── Reading passage ──
DOI: 10.1161/circ.148.suppl_1.13149 ISSN: 0009-7322

Abstract 13149: Sociodemographic Factors and Prevalence in Physical Inactivity: Analysis of Rural and Non-Rural Counties in the United States, 2004-2019

Hanieh Sadat Tabatabaei Yeganeh, Brian Lahr, Michelle Mielke, Adrian Vella, Kent Bailey, Sagar Dugani
  • Physiology (medical)
  • Cardiology and Cardiovascular Medicine

Introduction: US rural areas have a disproportionate burden of CVD and hypertension. Physical inactivity is a major risk factor, with 25% prevalence in US adults. However, rural disparities in physical inactivity are incompletely described. The aim was to evaluate differences in prevalence of physical inactivity based on county-level rurality.

Methods: We used CDC county-level data for adults aged ≥20 years, 2004–2019, available for 97.6% of US counties (n=3148/3226). CDC defined physical inactivity as self-reported lack of leisure time physical activity in the month preceding the survey. Rurality was based on six categories ordered from least rural (large central metro) to most rural (noncore). We used weighted least squares regression to compare prevalence by rurality level, adjusting for 13 county-level sociodemographic factors; results reported as prevalence ratios (95% CI) with partial F -tests and P -values.

Results: In age and sex ratio adjusted analysis (model 1), we observed a gradient in the prevalence of physical inactivity across levels of rurality, with significantly higher rates in small metro (1.03 [1.00–1.06]), micropolitan (1.05 [1.02–1.07]), and noncore (1.05 [1.02–1.08]) compared with large central metro counties ( F -statistic=7.5; P <.001). With further adjustment for other sociodemographic factors (model 2), the relative differences were negated in noncore counties (0.99 [0.97-1.02]), attenuated in intermediate counties, and accentuated in large fringe metro counties (1.06 [1.04-1.08]) ( F -statistic=14.3; P <.001). Further adjustment for obesity (model 3) largely attenuated the association of rurality with physical inactivity, resulting in no significant differences relative to large central metro counties ( F -statistic=4.8; P <.001).

Conclusions: County-level rurality was associated with prevalence of physical inactivity. These disparities were largely accounted for by obesity, which may be targeted for intervention.
───
── Entries provided ──
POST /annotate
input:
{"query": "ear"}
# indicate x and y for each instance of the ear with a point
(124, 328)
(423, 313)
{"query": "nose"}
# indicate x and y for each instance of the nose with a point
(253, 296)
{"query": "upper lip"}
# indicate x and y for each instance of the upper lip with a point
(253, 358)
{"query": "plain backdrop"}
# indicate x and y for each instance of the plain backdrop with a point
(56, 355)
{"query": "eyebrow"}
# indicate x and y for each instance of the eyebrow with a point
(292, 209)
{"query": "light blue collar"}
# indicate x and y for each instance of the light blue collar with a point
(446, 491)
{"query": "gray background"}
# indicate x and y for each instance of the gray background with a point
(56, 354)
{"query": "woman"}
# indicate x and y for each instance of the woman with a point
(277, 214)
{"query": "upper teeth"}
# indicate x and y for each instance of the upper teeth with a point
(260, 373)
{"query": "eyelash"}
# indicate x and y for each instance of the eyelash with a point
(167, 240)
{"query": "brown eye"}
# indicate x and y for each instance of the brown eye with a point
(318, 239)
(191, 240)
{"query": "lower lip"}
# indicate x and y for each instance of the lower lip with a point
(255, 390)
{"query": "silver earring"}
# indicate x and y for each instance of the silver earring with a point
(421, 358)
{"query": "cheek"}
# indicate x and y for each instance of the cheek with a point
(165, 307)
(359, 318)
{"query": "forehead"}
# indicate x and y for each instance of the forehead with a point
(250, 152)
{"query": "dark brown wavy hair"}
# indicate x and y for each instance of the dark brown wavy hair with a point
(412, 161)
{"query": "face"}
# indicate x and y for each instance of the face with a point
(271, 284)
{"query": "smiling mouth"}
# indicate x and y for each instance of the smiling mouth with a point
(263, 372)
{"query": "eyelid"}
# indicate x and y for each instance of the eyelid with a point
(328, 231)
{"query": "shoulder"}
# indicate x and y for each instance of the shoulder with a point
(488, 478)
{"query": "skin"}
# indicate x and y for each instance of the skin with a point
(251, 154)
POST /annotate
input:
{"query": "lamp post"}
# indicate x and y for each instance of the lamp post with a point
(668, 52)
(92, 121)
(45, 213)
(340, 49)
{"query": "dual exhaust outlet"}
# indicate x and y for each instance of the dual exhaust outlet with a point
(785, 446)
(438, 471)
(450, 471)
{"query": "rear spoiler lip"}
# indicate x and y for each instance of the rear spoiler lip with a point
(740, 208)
───
- _Assigned task 1_
Return the passage of the physical inactivity abstract from "DOI: 10.1161/circ.148.suppl_1.13149 ISSN: 0009-7322" up to and including "on county-level rurality.", copied word for word.
- _Assigned task 2_
Answer these questions using the physical inactivity abstract:
(a) What percentage of US counties had data available for the analysis?
(b) What F-statistic was reported for model 2?
(c) According to the conclusions, what largely accounted for the rural disparities?

- _Exercise answer 1_
DOI: 10.1161/circ.148.suppl_1.13149 ISSN: 0009-7322

Abstract 13149: Sociodemographic Factors and Prevalence in Physical Inactivity: Analysis of Rural and Non-Rural Counties in the United States, 2004-2019

Hanieh Sadat Tabatabaei Yeganeh, Brian Lahr, Michelle Mielke, Adrian Vella, Kent Bailey, Sagar Dugani
  • Physiology (medical)
  • Cardiology and Cardiovascular Medicine

Introduction: US rural areas have a disproportionate burden of CVD and hypertension. Physical inactivity is a major risk factor, with 25% prevalence in US adults. However, rural disparities in physical inactivity are incompletely described. The aim was to evaluate differences in prevalence of physical inactivity based on county-level rurality.

- _Exercise answer 2_
(a) 97.6%
(b) 14.3
(c) Obesity